* Task description
Return, unchanged, every line of the records from the one containing "Expected: for every instance of the utility" through the end of the records.

>> Begin

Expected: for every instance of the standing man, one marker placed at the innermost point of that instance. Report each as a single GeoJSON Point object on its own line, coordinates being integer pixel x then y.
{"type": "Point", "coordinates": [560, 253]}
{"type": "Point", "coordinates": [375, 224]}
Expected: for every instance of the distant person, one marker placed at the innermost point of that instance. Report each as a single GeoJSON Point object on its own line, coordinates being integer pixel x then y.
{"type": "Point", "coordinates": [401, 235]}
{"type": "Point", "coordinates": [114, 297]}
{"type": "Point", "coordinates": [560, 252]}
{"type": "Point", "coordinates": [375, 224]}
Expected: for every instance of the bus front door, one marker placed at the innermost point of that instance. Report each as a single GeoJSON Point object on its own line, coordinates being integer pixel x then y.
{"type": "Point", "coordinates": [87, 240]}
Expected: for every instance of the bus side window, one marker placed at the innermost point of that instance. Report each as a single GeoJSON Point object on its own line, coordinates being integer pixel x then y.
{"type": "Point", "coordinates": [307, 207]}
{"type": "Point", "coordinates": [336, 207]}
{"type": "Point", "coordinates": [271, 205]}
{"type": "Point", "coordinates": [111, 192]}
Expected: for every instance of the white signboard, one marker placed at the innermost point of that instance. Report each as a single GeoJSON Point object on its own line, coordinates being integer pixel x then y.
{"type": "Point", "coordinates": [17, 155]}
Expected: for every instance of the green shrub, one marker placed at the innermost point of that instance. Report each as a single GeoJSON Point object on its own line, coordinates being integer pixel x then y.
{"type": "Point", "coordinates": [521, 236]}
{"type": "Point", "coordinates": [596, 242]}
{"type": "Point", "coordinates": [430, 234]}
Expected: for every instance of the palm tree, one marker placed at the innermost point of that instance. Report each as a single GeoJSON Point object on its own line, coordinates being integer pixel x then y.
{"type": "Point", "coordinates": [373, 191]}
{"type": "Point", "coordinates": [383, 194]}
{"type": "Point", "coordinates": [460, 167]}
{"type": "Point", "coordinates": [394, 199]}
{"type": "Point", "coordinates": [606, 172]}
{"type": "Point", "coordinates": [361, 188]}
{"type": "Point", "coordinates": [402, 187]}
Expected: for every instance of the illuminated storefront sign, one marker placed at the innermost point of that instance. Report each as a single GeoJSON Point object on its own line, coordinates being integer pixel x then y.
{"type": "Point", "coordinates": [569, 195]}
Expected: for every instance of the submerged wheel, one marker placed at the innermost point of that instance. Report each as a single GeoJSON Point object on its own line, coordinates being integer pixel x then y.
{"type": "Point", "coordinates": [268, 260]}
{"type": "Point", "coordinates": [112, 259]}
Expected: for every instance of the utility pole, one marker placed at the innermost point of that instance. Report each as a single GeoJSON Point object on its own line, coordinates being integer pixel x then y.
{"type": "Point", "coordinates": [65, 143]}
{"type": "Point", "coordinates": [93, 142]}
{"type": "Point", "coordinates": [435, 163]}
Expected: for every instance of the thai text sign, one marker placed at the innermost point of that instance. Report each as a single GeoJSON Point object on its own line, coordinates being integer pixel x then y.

>> End

* Solution
Expected: for every instance of the utility pole, one marker placed at the innermost point of that instance. Report each as a single GeoJSON Point object on its own line, coordinates being integer pixel x then y.
{"type": "Point", "coordinates": [65, 143]}
{"type": "Point", "coordinates": [93, 142]}
{"type": "Point", "coordinates": [435, 163]}
Expected: for every instance of the thai text sign, one marker placed at the innermost point of that instance. Report each as a single GeoJSON Point object on its own line, coordinates being integer pixel x then y.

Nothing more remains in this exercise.